__Provided text__
__________________________________________________
The chorale's 1951 recording of Giovanni Pierluigi da Palestrina's "Pope Marcellus Mass" was selected by the Library of Congress as a 2010 addition to the National Recording Registry, which selects recordings annually that are "culturally, historically, or aesthetically significant".

==Services to education==
Roger Wagner also made a significant contribution to education and church music serving 32 years on the faculty of UCLA where he continued as professor emeritus until his death. He was also distinguished professor of choral music at Pepperdine University. In addition to his renowned choral work at St. Joseph's Church, Wagner served as music director at St. Charles Borromeo Church (North Hollywood) from 1942 to 1949, succeeded by his protege, Paul Salamunovich, who also eventually succeed him as conductor of the Los Angeles Master Chorale. Wagner founded the Roger Wagner Center for Choral Studies at California State University, Los Angeles.

==Awards==
Numerous honors and awards were earned by Roger Wagner during his lifetime including a Doctor of Music degree from the University of Montreal on the masses of Josquin des Prez and honorary doctorates from Westminster Choir College in Princeton, New Jersey, and St. Norbert College in De Pere, Wisconsin. For his contribution to sacred music, Pope Paul VI honored Wagner with the title Knight Commander in the Order of St. Gregory, and the Archbishop of Naples presented him with the Order of St. Bridgette. The 1990 Western Division American Choral Directors Association Convention in Fresno, California, was dedicated to Roger Wagner for his outstanding contribution to choral art.

The world's leading conductors and musicians, among them Eugene Ormandy, Leopold Stokowski, Bruno Walter, Otto Klemperer, Serge Koussevitsky, hailed Wagner's incomparable genius in the field of choral music. His vocal arrangements are published by Lawson-Gould and released by Warner Bros.

A large, painted portrait of Wagner hangs in the Dorothy Chandler Pavilion. Roger Wagner also received a star on the Hollywood Walk of Fame, on the north side of the 7000 block of Hollywood Boulevard.
__________________________________________________
__Provided material__
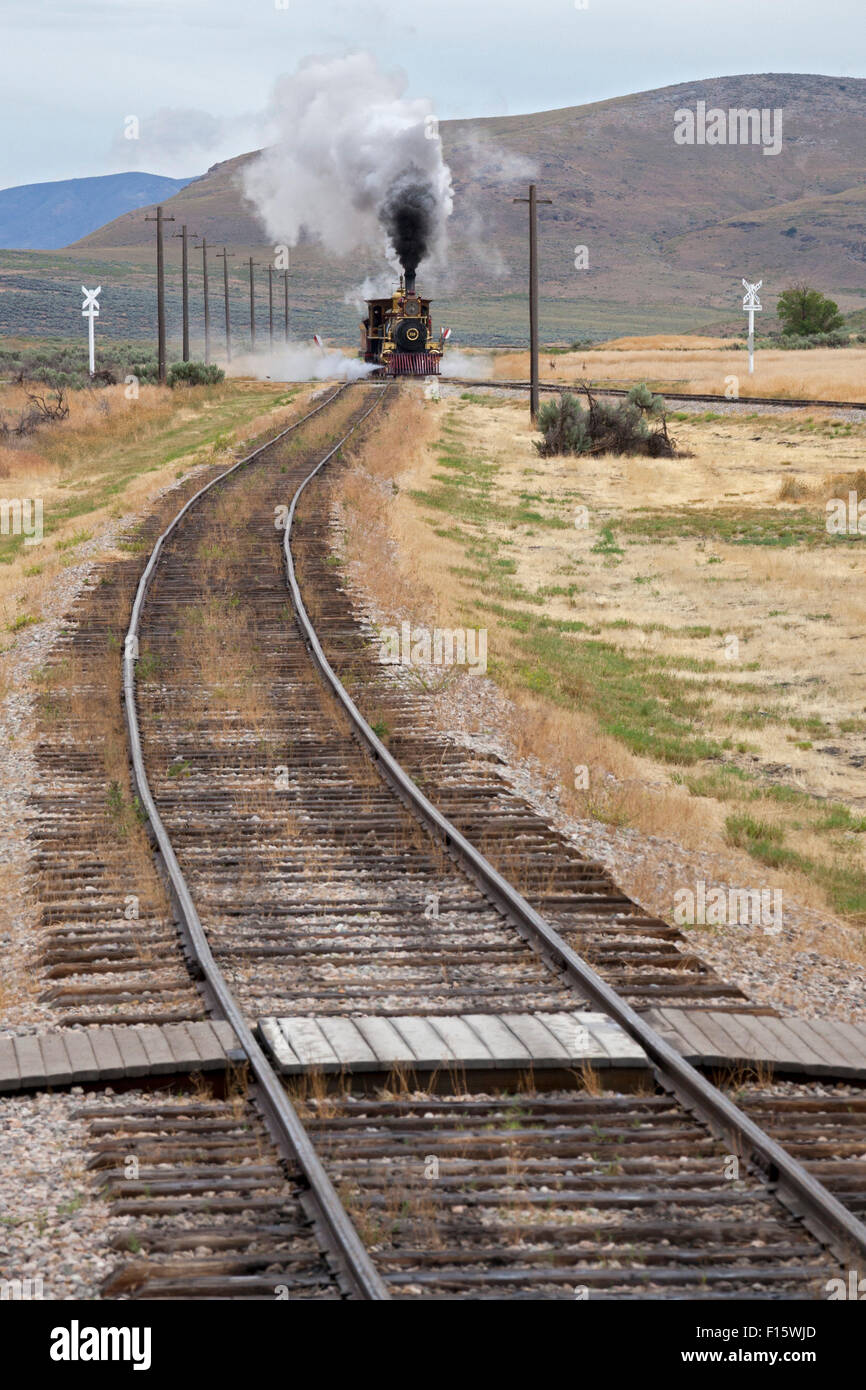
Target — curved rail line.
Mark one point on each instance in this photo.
__________________________________________________
__Prompt__
In the text about Roger Wagner, where is his star on the Hollywood Walk of Fame located?

__Result__
It is on the north side of the 7000 block of Hollywood Boulevard.